■ EXTRAIT DU TEXTE:
________________________
AccueilCe que je croisPromotion de la Tunisie : Quand l’embouteillage atteint son plein

Promotion de la Tunisie : Quand l’embouteillage atteint son plein

AM*

Hier soir à Gammarth, banlieue chic de Tunis capitale, le rideau est tombé sur le dernier acte du festival des rencontres économiques en Tunisie, le Tunisia Investment Forum. Aucune annonce spectaculaire n’a fait la Une ce matin. Le mois de juin 2024 aura ainsi été selon les observateurs, le mois le plus chargé en événements économiques d’envergure internationale. Tant mieux pour la Tunisie estiment certains. Pas aussi évident, répliquent d’autres.

Du 3 au 13 juin, le pays a vécu sous le rythme d’au moins quatre grands forums économiques qui se veulent orientés vers une audience internationale qu’il faut faire venir en Tunisie pour lui faire découvrir opportunités d’investissement, secteurs porteurs, partenaires fiables et autres mérites et pépites de notre économie traditionnellement bien ancrée dans son périmètre méditerranéen. Est-ce qu’un hasard de calendrier ou tout simplement la ligne droite d’un championnat qui se jouait depuis un certain temps ? Il est possible également que la richesse de l’offre vaut bien des étalages spécifiques pour une meilleure visibilité de chaque fruit de cette même offre.
________________________
■ DONNÉES DE DÉPART:
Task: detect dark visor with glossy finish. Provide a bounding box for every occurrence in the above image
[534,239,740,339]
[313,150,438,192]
________________________
■ PETIT EXERCICE: Écrivez la suite de l'article sur les forums économiques de juin 2024 en Tunisie, là où il s'arrête. Le matériel n'est pas utile ici.

■ LE RÉSULTAT:
Il est entendu que pour chaque évènement, les médias s’affolent pour inviter, en exclusivité s’il le faut, la partie organisatrice et selon les cas les différents partenaires de l’organisation. Chaque évènement se voulant un produit unique et inédit, les présentations aux médias laissent souvent penser à un même évènement. Tellement les objectifs, les messages et les publics sont d’une similarité exemplaire que le récepteur finit par tomber dans la confusion : parle-t-on vraiment d’évènements distincts ? En l’occurrence oui, puisque les dates et les dénominations ne sont pas les mêmes. Les slogans également. Alors comment se fait-il que le discours autour de ces évènements a du mal à se démarquer ? Là, c’est un peu exagéré. En effet pour le même évènement, le discours change selon qu’on s’adresse à un media d’expression arabe ou un media d’expression française. Le var n’étant pas permis dans pareille circonstance, le mélange de genre serait par contre toléré : penser en arabe et transmettre en français ou l’inverse. Et comme l’objectif ultime, depuis quelques années, des différentes manifestations économiques, se résume dans la formule magique « win/win » là on aura exposé, sans le vouloir, la langue arabe à une rude épreuve pour laquelle elle peine toujours à trouver un équivalent. Contrairement à sa consœur la langue française qui s’en sort, aussi bien que mal, avec la déclinaison « gagnant/gagnant ».

 Doit-on finir à la conclusion que tout ce qui se fait en Tunisie sur fond de promotion économique est mal servi par les insuffisances linguistiques que les académies respectives n’ont pas encore résolues ? ou serions-nous en face d’anomalies congénitales que la langue n’a pas prévues et ne peut aucunement assumer la responsabilité ? Ou encore, des insuffisances linguistiques conséquence logique d’une insuffisance des idées et des méthodes.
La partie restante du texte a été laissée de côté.